■ **Data records**:
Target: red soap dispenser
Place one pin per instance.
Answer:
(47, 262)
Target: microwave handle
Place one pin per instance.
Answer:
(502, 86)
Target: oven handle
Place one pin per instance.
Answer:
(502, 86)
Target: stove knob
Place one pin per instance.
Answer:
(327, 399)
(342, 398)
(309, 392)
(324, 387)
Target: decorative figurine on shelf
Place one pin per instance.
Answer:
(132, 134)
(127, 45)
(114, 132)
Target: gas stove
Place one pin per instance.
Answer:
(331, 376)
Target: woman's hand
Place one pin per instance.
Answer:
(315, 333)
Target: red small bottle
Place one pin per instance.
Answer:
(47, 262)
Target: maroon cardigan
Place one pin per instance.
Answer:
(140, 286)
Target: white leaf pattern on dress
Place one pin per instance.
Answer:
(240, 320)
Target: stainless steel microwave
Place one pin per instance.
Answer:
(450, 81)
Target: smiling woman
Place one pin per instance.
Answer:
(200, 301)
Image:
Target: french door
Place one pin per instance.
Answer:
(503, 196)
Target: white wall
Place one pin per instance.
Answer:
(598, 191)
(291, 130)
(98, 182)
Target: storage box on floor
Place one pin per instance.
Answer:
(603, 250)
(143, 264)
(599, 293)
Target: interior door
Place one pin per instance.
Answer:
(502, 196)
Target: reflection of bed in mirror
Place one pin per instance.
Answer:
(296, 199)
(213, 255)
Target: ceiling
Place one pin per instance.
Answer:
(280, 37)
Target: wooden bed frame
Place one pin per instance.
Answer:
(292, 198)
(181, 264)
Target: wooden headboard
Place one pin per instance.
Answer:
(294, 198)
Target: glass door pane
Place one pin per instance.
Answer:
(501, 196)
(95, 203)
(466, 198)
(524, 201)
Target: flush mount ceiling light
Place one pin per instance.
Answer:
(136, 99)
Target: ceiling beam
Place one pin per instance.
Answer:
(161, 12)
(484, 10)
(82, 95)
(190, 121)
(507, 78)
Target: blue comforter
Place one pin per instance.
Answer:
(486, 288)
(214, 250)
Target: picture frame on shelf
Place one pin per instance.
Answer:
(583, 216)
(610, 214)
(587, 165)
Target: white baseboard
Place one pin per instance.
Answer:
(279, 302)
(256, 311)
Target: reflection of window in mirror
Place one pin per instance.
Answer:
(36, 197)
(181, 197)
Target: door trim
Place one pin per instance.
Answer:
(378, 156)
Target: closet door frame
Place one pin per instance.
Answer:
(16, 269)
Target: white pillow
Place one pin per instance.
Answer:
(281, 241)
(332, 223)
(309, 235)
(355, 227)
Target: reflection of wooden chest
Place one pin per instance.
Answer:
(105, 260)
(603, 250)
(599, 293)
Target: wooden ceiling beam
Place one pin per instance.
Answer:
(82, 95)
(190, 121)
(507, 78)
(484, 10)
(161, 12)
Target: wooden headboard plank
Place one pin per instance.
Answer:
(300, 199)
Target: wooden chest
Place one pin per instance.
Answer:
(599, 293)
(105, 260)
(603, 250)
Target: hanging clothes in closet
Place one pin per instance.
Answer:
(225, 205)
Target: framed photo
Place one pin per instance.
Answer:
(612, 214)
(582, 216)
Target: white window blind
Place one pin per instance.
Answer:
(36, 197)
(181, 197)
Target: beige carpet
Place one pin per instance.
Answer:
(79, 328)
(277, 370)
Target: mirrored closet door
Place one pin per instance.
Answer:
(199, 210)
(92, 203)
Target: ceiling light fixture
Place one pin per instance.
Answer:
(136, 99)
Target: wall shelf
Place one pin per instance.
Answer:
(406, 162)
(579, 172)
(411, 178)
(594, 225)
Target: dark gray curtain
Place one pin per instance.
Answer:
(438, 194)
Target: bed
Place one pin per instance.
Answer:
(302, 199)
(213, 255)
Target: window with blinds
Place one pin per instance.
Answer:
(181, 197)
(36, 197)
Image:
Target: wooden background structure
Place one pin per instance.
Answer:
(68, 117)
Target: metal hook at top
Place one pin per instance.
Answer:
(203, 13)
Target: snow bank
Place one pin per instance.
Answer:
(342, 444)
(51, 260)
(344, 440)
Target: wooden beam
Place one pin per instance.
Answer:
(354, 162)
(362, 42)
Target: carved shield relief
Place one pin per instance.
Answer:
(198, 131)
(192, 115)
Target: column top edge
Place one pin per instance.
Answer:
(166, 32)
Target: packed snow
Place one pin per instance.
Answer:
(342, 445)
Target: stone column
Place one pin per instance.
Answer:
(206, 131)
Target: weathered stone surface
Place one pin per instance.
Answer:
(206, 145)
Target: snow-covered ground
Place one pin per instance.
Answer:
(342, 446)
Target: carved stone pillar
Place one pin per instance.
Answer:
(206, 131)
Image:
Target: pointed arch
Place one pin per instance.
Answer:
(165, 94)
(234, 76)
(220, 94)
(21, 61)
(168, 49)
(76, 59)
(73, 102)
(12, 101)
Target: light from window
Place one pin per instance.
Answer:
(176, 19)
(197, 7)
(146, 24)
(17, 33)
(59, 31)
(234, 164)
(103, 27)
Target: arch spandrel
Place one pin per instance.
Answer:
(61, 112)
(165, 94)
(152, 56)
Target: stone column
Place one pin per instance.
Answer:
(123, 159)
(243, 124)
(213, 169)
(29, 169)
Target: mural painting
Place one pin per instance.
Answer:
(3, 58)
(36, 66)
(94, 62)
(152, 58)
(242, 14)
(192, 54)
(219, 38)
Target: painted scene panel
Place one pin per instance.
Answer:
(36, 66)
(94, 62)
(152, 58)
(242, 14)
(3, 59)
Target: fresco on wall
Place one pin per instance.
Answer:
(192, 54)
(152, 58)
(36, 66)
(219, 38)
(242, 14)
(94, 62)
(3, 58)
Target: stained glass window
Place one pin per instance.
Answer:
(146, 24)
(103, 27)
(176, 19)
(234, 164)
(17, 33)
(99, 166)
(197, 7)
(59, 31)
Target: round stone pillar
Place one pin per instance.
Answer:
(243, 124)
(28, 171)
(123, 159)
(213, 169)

■ **Problem description**: Retype all of the material above. Do not alter a single word.

■ **Exercise response**:
Target: red soap dispenser
Place one pin per instance.
Answer:
(47, 262)
Target: microwave handle
Place one pin per instance.
Answer:
(502, 86)
Target: oven handle
Place one pin per instance.
Answer:
(502, 86)
Target: stove knob
Place one pin per instance.
Answer:
(327, 399)
(342, 398)
(309, 392)
(324, 387)
Target: decorative figurine on shelf
Place one pin per instance.
Answer:
(132, 134)
(127, 45)
(114, 132)
Target: gas stove
Place one pin per instance.
Answer:
(331, 376)
Target: woman's hand
Place one pin per instance.
Answer:
(315, 333)
Target: red small bottle
Place one pin per instance.
Answer:
(47, 262)
Target: maroon cardigan
Place one pin per instance.
Answer:
(140, 286)
Target: white leaf pattern on dress
Place one pin per instance.
Answer:
(240, 320)
Target: stainless steel microwave
Place one pin per instance.
Answer:
(450, 81)
Target: smiling woman
Place one pin per instance.
Answer:
(200, 301)
Image:
Target: french door
Place one pin per instance.
Answer:
(503, 196)
Target: white wall
Place one pin per instance.
Answer:
(598, 191)
(291, 130)
(98, 182)
Target: storage box on floor
Place one pin per instance.
Answer:
(603, 250)
(143, 264)
(599, 293)
Target: interior door
Place one pin per instance.
Answer:
(502, 196)
Target: reflection of bed in mirror
Place one pin per instance.
Answer:
(296, 199)
(213, 255)
Target: ceiling
Place one pin per instance.
Answer:
(280, 37)
Target: wooden bed frame
Place one pin per instance.
Answer:
(292, 198)
(181, 264)
Target: wooden headboard
Place one pin per instance.
Answer:
(294, 198)
Target: glass door pane
Place one pin per instance.
Answer:
(501, 196)
(95, 203)
(466, 198)
(524, 201)
Target: flush mount ceiling light
Place one pin per instance.
Answer:
(136, 99)
Target: ceiling beam
Place one pin per instance.
Answer:
(161, 12)
(484, 10)
(82, 95)
(190, 121)
(507, 78)
Target: blue comforter
Place one pin per instance.
Answer:
(486, 288)
(214, 250)
Target: picture frame on shelf
Place one pin per instance.
Answer:
(583, 216)
(610, 214)
(587, 165)
Target: white baseboard
Place one pin per instance.
Answer:
(279, 302)
(256, 311)
Target: reflection of window in mirror
Place one pin per instance.
Answer:
(36, 197)
(181, 197)
Target: door trim
Place one pin per instance.
Answer:
(378, 156)
Target: closet door frame
Place one pin per instance.
Answer:
(16, 269)
Target: white pillow
Place one pin per instance.
Answer:
(281, 241)
(332, 223)
(309, 235)
(355, 227)
Target: reflection of wooden chest
Place one pin per instance.
Answer:
(105, 260)
(603, 250)
(599, 293)
Target: wooden ceiling beam
Place one pin per instance.
Answer:
(82, 95)
(190, 121)
(507, 78)
(484, 10)
(161, 12)
Target: wooden headboard plank
Place one pin per instance.
Answer:
(300, 199)
Target: wooden chest
Place one pin per instance.
Answer:
(599, 293)
(105, 260)
(603, 250)
Target: hanging clothes in closet
Place one pin per instance.
Answer:
(225, 205)
Target: framed photo
Place one pin per instance.
Answer:
(612, 214)
(582, 216)
Target: white window blind
Place one pin per instance.
Answer:
(36, 197)
(181, 197)
Target: beige carpet
Place one pin per instance.
Answer:
(79, 328)
(277, 370)
Target: mirrored closet door
Place one pin per instance.
Answer:
(199, 210)
(92, 203)
Target: ceiling light fixture
Place one pin per instance.
Answer:
(136, 99)
Target: wall shelf
Place one pin per instance.
Answer:
(406, 162)
(579, 172)
(411, 178)
(594, 225)
Target: dark gray curtain
Place one pin per instance.
Answer:
(438, 194)
Target: bed
Place one pin per instance.
Answer:
(302, 199)
(213, 255)
Target: window with blinds
Place one pin per instance.
Answer:
(181, 197)
(36, 197)
Image:
Target: wooden background structure
Place one pin per instance.
Answer:
(68, 117)
Target: metal hook at top
Place one pin per instance.
Answer:
(203, 13)
Target: snow bank
Place one pin per instance.
Answer:
(342, 444)
(51, 260)
(344, 440)
Target: wooden beam
Place one pin per instance.
Answer:
(354, 162)
(362, 42)
Target: carved shield relief
Place one pin per instance.
Answer:
(198, 131)
(192, 115)
Target: column top edge
Place one pin per instance.
Answer:
(166, 32)
Target: packed snow
Place one pin per instance.
Answer:
(342, 445)
Target: stone column
Place one pin per instance.
Answer:
(206, 131)
Target: weathered stone surface
Place one pin per instance.
Answer:
(206, 145)
Target: snow-covered ground
Place one pin per instance.
Answer:
(342, 446)
Target: carved stone pillar
Place one pin per instance.
Answer:
(206, 131)
Image:
Target: pointed arch
Place one pin per instance.
Answer:
(165, 94)
(234, 76)
(220, 94)
(21, 61)
(168, 49)
(76, 59)
(73, 102)
(12, 101)
Target: light from window
Place one pin per instance.
Answer:
(176, 19)
(197, 7)
(146, 24)
(17, 33)
(59, 31)
(234, 164)
(103, 27)
Target: arch spandrel
Place one pin per instance.
Answer:
(61, 112)
(165, 94)
(152, 56)
Target: stone column
Place one pin per instance.
Answer:
(123, 159)
(243, 124)
(213, 169)
(29, 169)
Target: mural painting
Place one pin per instance.
Answer:
(3, 58)
(36, 66)
(94, 62)
(152, 58)
(242, 14)
(192, 54)
(219, 38)
Target: painted scene panel
Place one pin per instance.
Answer:
(36, 66)
(94, 62)
(152, 58)
(242, 14)
(3, 59)
Target: fresco on wall
Place one pin per instance.
Answer:
(192, 54)
(152, 58)
(36, 66)
(219, 38)
(242, 14)
(94, 62)
(3, 58)
Target: stained glass window
Place one pin per instance.
Answer:
(146, 24)
(103, 27)
(176, 19)
(234, 164)
(17, 33)
(99, 166)
(197, 7)
(59, 31)
Target: round stone pillar
Place one pin per instance.
Answer:
(243, 124)
(28, 171)
(123, 159)
(213, 169)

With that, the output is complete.